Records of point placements
----
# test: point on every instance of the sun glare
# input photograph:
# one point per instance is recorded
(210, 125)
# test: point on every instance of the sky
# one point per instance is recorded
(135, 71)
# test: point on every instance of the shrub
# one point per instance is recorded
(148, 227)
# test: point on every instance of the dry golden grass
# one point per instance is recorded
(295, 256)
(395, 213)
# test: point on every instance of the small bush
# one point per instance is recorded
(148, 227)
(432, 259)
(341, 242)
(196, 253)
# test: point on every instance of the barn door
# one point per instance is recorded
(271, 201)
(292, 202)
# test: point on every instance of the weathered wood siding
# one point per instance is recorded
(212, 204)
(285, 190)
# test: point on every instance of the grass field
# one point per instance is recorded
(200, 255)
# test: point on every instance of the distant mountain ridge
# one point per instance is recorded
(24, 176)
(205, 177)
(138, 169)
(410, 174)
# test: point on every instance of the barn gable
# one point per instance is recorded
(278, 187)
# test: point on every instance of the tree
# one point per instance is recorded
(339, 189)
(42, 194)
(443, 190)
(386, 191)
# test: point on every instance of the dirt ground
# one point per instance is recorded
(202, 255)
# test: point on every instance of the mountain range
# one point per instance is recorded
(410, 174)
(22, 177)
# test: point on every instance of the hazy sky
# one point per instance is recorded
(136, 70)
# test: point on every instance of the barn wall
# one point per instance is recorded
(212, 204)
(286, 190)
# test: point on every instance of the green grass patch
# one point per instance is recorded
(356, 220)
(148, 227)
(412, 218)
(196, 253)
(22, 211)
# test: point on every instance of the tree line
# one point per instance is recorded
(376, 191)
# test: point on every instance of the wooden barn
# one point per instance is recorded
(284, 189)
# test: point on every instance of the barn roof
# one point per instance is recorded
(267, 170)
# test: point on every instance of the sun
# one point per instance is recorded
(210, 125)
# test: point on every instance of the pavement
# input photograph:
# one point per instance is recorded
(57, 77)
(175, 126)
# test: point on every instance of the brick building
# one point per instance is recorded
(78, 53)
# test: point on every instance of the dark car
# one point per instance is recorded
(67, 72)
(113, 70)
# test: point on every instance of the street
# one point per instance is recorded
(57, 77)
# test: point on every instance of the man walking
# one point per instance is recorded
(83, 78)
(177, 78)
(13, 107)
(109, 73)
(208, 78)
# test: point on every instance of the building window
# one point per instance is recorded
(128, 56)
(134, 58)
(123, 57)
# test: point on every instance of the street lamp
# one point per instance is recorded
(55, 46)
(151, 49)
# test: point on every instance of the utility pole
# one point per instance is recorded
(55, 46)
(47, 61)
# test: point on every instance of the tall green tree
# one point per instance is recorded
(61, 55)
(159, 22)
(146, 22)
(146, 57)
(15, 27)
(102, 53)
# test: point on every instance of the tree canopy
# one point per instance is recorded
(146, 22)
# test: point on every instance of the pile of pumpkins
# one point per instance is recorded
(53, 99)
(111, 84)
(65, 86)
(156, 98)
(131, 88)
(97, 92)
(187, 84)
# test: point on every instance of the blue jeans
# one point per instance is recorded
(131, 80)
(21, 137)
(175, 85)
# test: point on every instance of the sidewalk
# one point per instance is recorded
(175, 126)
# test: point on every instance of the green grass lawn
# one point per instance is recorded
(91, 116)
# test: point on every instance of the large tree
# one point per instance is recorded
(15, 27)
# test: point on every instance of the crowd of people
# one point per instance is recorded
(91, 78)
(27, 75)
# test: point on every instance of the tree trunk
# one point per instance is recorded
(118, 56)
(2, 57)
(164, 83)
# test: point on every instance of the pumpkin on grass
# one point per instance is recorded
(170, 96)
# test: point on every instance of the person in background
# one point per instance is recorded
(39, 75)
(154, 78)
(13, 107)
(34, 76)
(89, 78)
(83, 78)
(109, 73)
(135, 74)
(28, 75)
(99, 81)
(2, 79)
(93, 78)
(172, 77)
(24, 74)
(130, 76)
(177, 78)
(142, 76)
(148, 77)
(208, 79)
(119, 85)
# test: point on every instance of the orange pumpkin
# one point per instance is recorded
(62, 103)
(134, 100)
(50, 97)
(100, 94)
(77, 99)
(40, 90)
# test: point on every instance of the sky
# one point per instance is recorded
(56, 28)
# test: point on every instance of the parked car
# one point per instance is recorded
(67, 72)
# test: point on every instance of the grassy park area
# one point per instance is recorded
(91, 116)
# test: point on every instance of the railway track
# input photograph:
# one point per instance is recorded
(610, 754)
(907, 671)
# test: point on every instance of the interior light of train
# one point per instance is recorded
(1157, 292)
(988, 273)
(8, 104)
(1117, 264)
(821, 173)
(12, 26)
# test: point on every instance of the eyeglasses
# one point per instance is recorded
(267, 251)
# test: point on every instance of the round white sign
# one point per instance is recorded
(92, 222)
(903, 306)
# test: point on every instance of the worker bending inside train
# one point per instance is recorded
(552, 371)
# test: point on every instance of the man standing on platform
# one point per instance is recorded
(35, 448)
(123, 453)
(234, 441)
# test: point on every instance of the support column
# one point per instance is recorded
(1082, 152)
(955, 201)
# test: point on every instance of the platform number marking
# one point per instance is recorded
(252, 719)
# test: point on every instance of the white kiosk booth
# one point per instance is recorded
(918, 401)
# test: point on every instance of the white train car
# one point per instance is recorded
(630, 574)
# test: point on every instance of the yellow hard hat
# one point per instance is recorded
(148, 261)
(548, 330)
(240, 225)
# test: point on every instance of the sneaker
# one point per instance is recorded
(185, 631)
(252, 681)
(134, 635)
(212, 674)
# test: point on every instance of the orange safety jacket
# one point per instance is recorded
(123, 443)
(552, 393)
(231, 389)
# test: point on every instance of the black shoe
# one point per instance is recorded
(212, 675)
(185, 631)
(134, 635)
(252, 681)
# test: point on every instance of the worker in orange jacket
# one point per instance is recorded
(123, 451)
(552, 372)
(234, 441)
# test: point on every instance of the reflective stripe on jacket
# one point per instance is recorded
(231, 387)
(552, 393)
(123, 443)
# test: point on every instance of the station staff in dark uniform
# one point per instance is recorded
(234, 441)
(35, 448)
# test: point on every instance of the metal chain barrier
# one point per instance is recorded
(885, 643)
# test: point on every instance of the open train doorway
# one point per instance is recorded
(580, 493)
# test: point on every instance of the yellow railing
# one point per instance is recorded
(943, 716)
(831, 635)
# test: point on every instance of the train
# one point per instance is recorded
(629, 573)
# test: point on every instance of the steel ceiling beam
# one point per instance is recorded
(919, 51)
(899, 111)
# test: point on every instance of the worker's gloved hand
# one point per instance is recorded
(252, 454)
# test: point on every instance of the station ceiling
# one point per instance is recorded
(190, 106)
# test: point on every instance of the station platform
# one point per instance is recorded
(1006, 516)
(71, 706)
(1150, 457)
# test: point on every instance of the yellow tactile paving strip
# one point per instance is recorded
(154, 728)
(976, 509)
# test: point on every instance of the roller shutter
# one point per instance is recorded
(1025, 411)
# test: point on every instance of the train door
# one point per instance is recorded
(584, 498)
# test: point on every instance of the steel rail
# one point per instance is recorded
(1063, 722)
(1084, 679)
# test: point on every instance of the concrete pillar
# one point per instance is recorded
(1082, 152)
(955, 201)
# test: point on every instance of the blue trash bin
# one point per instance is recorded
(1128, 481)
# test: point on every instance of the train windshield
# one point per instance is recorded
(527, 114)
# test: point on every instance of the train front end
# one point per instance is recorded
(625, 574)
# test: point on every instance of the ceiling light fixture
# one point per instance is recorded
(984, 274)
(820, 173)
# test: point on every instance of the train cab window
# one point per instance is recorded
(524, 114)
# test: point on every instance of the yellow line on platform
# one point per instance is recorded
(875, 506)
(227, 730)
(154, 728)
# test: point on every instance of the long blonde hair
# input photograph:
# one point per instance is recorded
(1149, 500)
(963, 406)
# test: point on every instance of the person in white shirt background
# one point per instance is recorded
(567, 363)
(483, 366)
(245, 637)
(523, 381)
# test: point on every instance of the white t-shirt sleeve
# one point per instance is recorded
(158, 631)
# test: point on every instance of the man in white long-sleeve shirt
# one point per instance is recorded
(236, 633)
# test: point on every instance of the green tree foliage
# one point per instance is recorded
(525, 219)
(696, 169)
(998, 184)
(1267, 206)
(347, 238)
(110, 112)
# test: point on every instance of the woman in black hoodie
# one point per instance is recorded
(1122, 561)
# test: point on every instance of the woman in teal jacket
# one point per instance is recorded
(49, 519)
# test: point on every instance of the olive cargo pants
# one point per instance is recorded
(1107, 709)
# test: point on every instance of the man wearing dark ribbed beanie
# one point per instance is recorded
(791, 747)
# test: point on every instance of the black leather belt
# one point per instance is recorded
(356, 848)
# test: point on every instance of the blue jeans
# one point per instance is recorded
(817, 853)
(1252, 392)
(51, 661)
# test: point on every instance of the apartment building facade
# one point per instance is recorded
----
Required work: Starting with the line containing "# test: point on every instance of the white t-shirt" and going on through the line containing "(1122, 561)", write out those lines of the listing and no others, keeping the request lines. Scale every point coordinate by 1.1 and round to a whole number, with halves rounded up.

Final answer:
# test: point on every instance of the white t-shirt sleeve
# one point per instance is recorded
(174, 694)
# test: point on every instance of the man in white long-sleeve shirt
# one point per instance is recorded
(260, 696)
# test: point on every instance of the green tree foliage
# one point per instance is recorded
(578, 241)
(766, 186)
(1098, 202)
(1394, 227)
(382, 262)
(121, 123)
# test: point on every instance of the woman in black hoodie
# one point per instance is recorded
(1234, 617)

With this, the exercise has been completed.